## Assigned task
Take the line containing "Task: point out each instance of the truck with" and every line after it to the end of the data, and write them out exactly as they appear.

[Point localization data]
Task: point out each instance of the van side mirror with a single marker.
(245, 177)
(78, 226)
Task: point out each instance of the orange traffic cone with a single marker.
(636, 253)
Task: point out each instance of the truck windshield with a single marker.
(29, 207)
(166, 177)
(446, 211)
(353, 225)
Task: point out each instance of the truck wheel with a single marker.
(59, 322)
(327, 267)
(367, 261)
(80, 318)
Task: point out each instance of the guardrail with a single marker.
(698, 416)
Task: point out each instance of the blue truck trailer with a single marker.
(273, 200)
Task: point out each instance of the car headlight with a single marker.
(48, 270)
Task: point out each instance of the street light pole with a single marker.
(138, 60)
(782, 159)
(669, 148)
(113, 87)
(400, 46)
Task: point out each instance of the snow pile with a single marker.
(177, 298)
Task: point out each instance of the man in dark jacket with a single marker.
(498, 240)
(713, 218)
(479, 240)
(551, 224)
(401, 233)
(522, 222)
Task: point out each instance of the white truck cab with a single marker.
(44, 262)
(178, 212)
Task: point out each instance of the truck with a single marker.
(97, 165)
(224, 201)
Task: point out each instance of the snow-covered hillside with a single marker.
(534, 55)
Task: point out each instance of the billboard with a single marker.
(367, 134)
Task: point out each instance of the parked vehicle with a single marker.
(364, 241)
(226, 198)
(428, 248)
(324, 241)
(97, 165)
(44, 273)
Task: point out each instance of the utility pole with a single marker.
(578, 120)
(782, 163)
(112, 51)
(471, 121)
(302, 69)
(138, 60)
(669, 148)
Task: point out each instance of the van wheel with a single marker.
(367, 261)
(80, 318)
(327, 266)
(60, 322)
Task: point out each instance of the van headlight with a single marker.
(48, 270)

## Exercise solution
Task: point out each instance of the truck with a single marker.
(97, 165)
(224, 201)
Task: point out each instance of the snow-covered hillside with a single marker.
(534, 55)
Task: point out each instance of the billboard with a single marker.
(367, 134)
Task: point out each instance of the parked vehicle with a single marker.
(364, 241)
(226, 198)
(428, 248)
(324, 241)
(97, 165)
(44, 273)
Task: point out each instance of the utility pole with a single marker.
(578, 120)
(782, 163)
(112, 51)
(471, 121)
(302, 69)
(138, 60)
(669, 148)
Task: point out each instance of the van wheel with a single marker.
(367, 261)
(80, 318)
(327, 266)
(60, 322)
Task: point out each instance of the van headlight with a single marker.
(48, 270)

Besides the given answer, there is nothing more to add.